Dataset
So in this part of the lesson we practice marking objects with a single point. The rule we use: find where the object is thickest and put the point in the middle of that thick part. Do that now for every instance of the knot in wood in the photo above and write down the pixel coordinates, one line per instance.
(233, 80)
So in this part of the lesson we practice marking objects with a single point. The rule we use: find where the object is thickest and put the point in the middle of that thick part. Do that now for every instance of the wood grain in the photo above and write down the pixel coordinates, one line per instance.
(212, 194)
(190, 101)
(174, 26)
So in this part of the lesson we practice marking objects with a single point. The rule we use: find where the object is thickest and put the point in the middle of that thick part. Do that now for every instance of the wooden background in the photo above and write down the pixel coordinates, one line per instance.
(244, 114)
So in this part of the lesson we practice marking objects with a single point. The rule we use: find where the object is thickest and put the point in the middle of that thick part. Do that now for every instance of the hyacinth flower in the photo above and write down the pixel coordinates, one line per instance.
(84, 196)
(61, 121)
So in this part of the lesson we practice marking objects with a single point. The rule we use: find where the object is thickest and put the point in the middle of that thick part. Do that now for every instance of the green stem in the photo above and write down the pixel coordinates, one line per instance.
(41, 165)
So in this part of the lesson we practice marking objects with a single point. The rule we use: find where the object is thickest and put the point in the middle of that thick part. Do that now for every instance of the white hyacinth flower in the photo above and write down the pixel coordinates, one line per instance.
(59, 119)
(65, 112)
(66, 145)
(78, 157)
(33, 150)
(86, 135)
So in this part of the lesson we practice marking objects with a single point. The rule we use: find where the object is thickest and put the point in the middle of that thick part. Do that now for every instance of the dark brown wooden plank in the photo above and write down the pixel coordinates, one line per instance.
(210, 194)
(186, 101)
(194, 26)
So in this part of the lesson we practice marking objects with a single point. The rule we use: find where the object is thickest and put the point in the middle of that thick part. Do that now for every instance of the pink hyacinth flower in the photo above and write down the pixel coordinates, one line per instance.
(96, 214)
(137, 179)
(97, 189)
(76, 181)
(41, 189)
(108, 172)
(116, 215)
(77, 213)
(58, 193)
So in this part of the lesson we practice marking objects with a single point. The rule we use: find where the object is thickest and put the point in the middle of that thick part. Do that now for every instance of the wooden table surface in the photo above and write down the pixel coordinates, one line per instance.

What you need to do
The records given above are to be repeated in full, exactly.

Completed exercise
So in this part of the lesson we practice marking objects with a single point. The rule we use: find where the object is thickest and put the point in the middle of that thick part. Do that now for every instance of the knot in wood in the photo above and write down the pixel coordinates, one line per instance.
(233, 80)
So in this part of the lesson we practice marking objects with a single point. The rule we use: find where the object is thickest and put the point in the middle of that thick part. Do that now for every instance of the wood grain in the photo above and write down the pixel coordinates, one line per instance.
(212, 194)
(190, 101)
(174, 26)
So in this part of the lesson we practice marking objects with a single point. The rule we use: find where the object is thickest and put the point in the middle of that thick part. Do that now for every instance of the wooden background in the photo above and write down the pixel coordinates, one line per instance.
(244, 114)
So in this part of the lesson we practice marking objects with a single point. The rule we use: find where the object is thickest and put the point in the middle of that thick part. Do that now for every instance of the hyacinth flower in the photo above and write down the pixel coordinates, one line per instance.
(84, 196)
(61, 121)
So in this part of the lesson we practice marking objects with a single point. The rule we use: find where the object is thickest and put the point in the middle of that thick part. Do that now for every instance of the green stem in the photo above and write down the pixel coordinates, one line per instance.
(41, 165)
So in this part of the lesson we practice marking objects with a single point. The rule we use: find where the object is thickest and put the point in the middle of that thick part. Do that now for every instance of the white hyacinth flower in the photo above and write down the pixel coordinates, one line per instance.
(59, 119)
(65, 112)
(66, 145)
(78, 157)
(33, 150)
(86, 135)
So in this part of the lesson we practice marking objects with a single point. The rule we use: find where the object is thickest and put the point in the middle of that thick part. Do that now for every instance of the dark brown wooden plank in the photo above and write down the pixel coordinates, one line per instance.
(210, 194)
(186, 101)
(194, 26)
So in this part of the lesson we practice marking objects with a single point. The rule we use: find where the object is thickest and put the point in the middle of that thick part. Do that now for every instance of the pink hyacinth flower in the photo above and write down the pixel coordinates, one line per instance.
(96, 214)
(137, 179)
(97, 189)
(76, 181)
(41, 189)
(108, 172)
(116, 215)
(77, 213)
(58, 193)
So in this part of the lesson we practice marking objects with a single point. The rule we use: find where the object is thickest and put the point in the middle of that thick part. Do that now for every instance of the wooden table surface in the photo above and write down the pixel coordinates, one line per instance.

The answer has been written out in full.